The recent disclosure of the so-called 28 pages by the U.S. government did not prove Saudi complicity in the 9/11 attacks, as claimed by some detractors on U.S.-Saudi relations in Congress. However, it did provide a picture indicating an uneasy alliance concerning U.S. national security matters. The nature of intelligence cooperation between both countries was one in which Saudi authorities were not always cooperative in sharing and enforcement when it did not directly affect Saudi national security. Particularly, U.S. authorities point to a lack of Saudi enthusiasm to curb terrorist financing emanating from the kingdom.
The congressional override of Obama’s veto of legislation, which will allow 9/11 victims’ families to sue the Saudi government for its alleged support for the terrorists, is awfully problematic for U.S. foreign policy, but seems to indicate a bipartisan push to reevaluate bilateral relations. After all, the United States has no treaty obligations to Saudi Arabia.
It is tempting to reduce criticism of the decision to invade Iraq in 2003 to a “Bush Lied!” bumper sticker. Congressional and parliamentary inquiries in the United States and UK established that it was a war of choice by both President Bush and Prime Minister Blair. Convinced about the presence of non-existent WMDs and ignoring risks of internal strife, regional stability and the burgeoning political violence post-invasion, both leaders were informed by a mindset that equated, as one note from the Prime Minister put it, “more freedom in the world” with “more security.” Central to efforts to achieve this goal was an orchestrated public relations strategy of fear mongering to sell the threat to the American public.
Having succeeded in selling the war and removing Saddam Hussein from power, the Bush administration and it successor, the Obama administration, found themselves struggling to construct a viable military policy that would bring democracy and stability to states characterized by long standing internal ethnic and religious divisions, regional rivalries and domestic insurgencies. Military advisors, special forces, periodic surges in combat troops, drone attacks against enemy leaders, airstrikes, training and providing aid to surrogate military forces, writing constitutions and holding elections, removing leaders and bringing new leaders to power, holding international peace conferences, economic sanctions, writing red lines in the sand, and setting multiple deadlines for withdrawing U.S. combat forces all were tried.

[Coordinate labeling data]
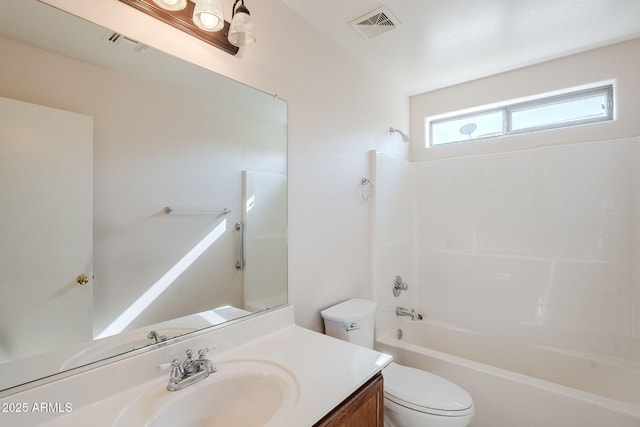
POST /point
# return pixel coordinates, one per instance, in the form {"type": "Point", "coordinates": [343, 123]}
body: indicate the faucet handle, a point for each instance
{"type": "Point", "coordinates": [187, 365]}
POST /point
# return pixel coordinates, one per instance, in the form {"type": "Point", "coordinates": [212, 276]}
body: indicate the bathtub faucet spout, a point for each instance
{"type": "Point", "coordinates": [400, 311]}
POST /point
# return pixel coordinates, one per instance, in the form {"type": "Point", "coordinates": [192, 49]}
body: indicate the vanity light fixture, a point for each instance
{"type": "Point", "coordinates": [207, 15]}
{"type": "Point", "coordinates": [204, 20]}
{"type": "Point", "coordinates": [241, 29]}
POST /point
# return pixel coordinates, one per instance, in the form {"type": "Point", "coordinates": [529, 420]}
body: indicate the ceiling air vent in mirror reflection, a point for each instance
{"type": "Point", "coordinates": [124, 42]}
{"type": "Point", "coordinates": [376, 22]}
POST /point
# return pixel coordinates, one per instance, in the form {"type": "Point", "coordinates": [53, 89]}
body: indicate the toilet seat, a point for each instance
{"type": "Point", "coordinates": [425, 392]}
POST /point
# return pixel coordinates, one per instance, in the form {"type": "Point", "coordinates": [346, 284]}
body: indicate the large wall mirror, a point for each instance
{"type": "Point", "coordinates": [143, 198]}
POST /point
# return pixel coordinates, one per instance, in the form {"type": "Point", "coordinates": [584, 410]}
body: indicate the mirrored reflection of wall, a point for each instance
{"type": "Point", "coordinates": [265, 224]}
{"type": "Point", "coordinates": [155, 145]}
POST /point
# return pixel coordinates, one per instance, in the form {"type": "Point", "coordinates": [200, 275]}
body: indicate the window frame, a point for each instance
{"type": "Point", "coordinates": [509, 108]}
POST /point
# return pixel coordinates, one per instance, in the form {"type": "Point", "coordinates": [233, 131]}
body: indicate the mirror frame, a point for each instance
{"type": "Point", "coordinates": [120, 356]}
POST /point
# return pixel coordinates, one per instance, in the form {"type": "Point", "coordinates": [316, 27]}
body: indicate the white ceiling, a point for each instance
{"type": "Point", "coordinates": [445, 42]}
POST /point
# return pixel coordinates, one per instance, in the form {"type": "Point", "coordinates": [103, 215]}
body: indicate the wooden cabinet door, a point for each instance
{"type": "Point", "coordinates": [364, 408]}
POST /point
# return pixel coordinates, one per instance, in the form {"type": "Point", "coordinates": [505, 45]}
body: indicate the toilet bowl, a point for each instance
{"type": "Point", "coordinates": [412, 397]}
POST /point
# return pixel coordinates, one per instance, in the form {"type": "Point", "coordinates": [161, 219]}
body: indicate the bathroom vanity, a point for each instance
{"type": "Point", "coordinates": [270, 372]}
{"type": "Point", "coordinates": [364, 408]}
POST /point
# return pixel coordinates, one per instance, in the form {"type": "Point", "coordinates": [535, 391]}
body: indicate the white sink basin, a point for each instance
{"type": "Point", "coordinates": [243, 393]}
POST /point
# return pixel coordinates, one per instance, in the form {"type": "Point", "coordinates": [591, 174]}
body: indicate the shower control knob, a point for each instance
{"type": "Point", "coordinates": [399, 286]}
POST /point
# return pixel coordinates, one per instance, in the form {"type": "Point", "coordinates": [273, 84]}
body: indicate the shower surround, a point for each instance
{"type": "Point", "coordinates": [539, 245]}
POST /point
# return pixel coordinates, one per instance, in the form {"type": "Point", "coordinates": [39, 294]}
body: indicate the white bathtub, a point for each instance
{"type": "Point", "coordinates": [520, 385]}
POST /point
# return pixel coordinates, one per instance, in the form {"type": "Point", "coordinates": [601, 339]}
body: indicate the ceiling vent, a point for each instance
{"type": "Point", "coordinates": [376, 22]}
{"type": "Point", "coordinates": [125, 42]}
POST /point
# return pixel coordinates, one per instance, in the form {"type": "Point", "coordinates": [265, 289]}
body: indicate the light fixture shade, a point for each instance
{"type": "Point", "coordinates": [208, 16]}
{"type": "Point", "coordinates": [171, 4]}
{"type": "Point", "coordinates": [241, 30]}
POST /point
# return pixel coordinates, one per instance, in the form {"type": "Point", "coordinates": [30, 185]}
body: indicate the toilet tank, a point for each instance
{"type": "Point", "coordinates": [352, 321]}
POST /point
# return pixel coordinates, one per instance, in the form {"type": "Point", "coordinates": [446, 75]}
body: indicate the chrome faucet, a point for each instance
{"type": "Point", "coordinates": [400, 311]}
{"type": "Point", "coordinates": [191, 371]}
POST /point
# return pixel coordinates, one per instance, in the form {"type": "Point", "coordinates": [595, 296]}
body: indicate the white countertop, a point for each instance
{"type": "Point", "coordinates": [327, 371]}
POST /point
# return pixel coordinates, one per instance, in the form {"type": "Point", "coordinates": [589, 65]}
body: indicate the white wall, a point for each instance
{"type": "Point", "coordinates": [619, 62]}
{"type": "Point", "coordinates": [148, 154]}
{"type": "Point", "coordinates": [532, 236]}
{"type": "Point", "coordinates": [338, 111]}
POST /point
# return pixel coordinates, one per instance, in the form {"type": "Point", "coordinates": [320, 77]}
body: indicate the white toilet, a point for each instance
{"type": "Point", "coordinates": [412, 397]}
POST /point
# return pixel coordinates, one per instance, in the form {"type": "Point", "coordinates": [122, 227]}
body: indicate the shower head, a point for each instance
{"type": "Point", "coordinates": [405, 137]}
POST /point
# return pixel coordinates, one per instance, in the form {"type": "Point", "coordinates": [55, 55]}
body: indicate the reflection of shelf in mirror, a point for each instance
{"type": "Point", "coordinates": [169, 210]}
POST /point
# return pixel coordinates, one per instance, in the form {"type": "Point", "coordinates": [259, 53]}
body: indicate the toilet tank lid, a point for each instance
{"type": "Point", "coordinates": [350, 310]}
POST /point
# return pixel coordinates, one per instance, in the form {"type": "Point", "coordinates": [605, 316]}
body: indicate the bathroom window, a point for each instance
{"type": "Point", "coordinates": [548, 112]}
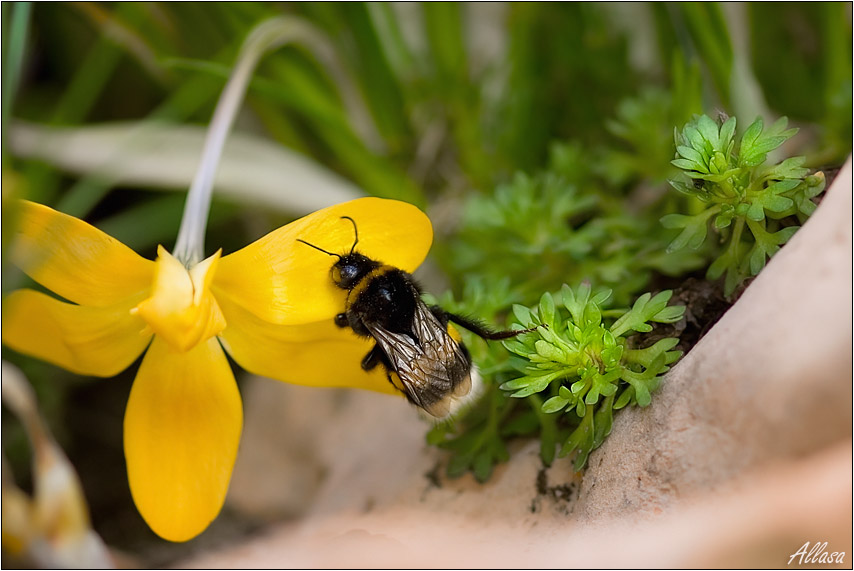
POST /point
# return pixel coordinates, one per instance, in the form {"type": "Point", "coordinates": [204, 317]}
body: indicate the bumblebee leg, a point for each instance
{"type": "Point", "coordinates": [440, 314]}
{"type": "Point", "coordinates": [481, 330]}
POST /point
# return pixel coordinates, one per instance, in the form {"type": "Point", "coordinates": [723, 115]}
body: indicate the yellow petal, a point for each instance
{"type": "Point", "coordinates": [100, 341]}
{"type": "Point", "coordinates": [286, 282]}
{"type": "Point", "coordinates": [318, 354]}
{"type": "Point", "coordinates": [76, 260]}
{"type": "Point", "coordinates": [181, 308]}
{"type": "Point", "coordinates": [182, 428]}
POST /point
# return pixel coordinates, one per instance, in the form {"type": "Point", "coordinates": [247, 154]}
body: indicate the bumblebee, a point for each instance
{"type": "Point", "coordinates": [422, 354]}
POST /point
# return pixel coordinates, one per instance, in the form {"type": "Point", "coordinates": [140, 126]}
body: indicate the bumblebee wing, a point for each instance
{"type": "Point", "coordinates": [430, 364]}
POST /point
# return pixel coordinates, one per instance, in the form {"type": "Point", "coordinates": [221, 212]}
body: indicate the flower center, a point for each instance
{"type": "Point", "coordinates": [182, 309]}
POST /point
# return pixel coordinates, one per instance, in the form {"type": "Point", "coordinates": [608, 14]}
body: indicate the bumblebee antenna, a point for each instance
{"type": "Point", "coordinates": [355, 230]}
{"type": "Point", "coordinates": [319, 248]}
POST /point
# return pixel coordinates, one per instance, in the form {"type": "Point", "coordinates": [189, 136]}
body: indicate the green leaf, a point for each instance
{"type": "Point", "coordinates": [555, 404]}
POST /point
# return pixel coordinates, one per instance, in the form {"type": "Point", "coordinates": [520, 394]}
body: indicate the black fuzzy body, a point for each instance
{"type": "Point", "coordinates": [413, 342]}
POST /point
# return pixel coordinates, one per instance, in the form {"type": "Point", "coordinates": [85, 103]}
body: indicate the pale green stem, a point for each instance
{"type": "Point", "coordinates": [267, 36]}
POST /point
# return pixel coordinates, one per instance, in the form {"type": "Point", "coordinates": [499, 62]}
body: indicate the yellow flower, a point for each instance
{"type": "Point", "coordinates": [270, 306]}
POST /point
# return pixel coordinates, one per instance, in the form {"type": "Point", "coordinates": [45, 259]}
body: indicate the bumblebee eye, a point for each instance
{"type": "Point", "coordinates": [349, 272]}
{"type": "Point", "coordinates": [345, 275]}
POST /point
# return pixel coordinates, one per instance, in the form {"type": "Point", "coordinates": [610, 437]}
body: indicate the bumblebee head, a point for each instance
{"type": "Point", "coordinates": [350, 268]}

* * *

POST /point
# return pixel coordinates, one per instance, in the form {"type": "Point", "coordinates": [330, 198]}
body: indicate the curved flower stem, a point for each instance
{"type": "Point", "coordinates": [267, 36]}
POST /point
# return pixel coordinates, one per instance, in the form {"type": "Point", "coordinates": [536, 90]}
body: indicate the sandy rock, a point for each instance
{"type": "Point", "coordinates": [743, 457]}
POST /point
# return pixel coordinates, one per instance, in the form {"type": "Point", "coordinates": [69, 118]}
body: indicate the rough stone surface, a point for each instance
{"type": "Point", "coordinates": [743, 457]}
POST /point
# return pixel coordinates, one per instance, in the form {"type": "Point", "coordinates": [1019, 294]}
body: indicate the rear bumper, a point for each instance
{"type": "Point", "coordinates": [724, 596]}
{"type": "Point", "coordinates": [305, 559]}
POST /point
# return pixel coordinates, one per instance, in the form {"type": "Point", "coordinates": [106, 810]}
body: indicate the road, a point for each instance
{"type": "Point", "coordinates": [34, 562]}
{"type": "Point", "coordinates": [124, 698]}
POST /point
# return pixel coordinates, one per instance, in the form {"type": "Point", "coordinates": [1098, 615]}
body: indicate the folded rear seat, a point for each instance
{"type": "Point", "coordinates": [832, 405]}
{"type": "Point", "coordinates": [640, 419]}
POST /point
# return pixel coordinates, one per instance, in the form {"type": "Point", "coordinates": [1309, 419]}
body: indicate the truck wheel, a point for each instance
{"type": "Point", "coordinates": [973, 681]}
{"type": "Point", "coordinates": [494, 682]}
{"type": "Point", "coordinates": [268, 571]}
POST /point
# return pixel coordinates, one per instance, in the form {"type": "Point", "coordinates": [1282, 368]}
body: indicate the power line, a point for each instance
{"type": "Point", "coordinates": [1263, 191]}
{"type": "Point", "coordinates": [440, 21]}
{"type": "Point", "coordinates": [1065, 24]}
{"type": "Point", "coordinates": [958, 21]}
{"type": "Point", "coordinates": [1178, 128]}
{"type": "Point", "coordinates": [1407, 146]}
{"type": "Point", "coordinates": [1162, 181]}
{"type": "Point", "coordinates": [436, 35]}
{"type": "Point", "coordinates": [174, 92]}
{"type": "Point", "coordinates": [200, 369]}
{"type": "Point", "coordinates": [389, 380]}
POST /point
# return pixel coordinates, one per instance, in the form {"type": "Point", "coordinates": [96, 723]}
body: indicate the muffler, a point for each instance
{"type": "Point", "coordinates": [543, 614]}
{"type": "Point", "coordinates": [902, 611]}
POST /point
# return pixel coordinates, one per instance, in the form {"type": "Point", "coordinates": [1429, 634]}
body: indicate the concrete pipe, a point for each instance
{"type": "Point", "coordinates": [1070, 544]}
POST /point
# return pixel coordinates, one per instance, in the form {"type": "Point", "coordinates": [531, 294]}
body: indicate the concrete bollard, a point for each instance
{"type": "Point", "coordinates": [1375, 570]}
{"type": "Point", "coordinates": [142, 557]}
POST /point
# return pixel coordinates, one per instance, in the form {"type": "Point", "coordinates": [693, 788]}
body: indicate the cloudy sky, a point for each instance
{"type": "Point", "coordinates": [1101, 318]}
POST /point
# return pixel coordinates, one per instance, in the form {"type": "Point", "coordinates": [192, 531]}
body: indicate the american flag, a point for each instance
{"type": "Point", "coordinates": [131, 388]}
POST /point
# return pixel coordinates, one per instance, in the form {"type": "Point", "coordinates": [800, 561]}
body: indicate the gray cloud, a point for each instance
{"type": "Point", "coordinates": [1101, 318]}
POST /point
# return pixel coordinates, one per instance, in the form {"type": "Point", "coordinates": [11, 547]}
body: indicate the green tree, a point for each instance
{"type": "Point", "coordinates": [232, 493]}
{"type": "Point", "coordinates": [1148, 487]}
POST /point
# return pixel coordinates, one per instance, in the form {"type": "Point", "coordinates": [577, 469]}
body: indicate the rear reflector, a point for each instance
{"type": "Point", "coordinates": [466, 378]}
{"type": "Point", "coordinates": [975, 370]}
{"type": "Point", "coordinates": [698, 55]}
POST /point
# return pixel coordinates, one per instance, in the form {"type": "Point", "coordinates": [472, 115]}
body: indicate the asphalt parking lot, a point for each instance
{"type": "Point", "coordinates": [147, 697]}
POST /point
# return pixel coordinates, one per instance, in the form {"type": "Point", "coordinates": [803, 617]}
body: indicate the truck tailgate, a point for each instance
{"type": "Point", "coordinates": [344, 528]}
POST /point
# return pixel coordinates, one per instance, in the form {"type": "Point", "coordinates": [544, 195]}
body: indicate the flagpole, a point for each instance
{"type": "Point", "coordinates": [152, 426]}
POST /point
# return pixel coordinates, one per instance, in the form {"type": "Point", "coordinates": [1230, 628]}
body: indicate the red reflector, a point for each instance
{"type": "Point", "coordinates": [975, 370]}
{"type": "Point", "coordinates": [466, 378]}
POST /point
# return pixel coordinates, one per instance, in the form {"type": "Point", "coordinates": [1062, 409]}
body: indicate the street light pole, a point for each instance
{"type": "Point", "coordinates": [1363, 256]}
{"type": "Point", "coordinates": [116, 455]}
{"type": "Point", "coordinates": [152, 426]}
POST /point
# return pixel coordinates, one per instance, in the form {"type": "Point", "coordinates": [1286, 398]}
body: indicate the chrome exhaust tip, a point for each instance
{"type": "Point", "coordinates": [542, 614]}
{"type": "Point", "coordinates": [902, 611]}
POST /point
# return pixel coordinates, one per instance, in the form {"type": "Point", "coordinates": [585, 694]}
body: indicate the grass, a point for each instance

__Instruction__.
Please carry on the text about U.S. relations with Saudi Arabia and the Iraq war from the point where it stops.

__Response__.
Liberal internationalists in the Obama administration championed military intervention in Libya and called for the removal of the Assad regime during the civil war that ensued in 2011. The United States under the umbrella of NATO helped topple Qaddafi simply because it could. The regime was universally despised and rejected by both Africa and the Middle East and, therefore, lacked allies. Having handed over its WMD stockpile after the 2003 invasion, Libya lacked any meaningful deterrent. President Obama counted not planning for the post-war stability operations as his “worst mistake” and described Libya as a “mess.” The intervention politically disintegrated Libya and brought the country into protracted social conflict and made it a regional hub for terrorism.
President Obama’s incoherent strategy towards Syria was a dangerous variant of “bait and bleed” and “bloodletting” if not merely one of “muddling through.” It was a policy that neither shifted the military balance decisively to the favor of the purported “moderate rebels” that were backed and trained by the CIA nor did it create any humanitarian safe spaces that ultimately would have prevented the refugee crisis across the region and Europe. President Obama had drawn a red line should the Syrian regime use chemical weapons, but after Assad trespassed it, failed to respond militarily and effectively. This effectively invited the Russians to fill the vacuum. As all sides intend to enter UN-brokered peace negotiations from a position of strength, outside interventions by the United States, Russia and regional powers maintain a cycle of military campaigns and counter-offensives. The Syrian conflict will change the entire political landscape for an entire generation in the Arab World. Not only will radical Islamist groups remain a dominant feature of pan-Arab politics for the foreseeable future, but foreign fighters will eventually go back to their home countries. The 2003 invasion constituted a systemic shock to the region and ushered over a decade of total and seemingly perpetual war.
What was informed by pragmatic realist thinking, however, was the Obama administration’s policy towards Iran. Contrary to what many conservative critics call the “worst deal ever signed,” it was, in fact, an exercise in power-based pragmatic diplomacy.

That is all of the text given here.